**WHAT IS REQUIRED:**
Replicate the data exactly, every line included.

RECORD EXTRACTS Start Marker

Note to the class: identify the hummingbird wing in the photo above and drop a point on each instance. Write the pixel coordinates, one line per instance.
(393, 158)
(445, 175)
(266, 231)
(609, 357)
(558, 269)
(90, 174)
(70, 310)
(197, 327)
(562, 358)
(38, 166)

RECORD EXTRACTS End Marker

**TASK SOLUTION:**
Note to the class: identify the hummingbird wing in the photo above and drop a point on each instance. Write the pixel coordinates, one line per instance.
(393, 158)
(445, 175)
(266, 231)
(609, 357)
(558, 269)
(90, 174)
(70, 310)
(197, 327)
(562, 358)
(38, 166)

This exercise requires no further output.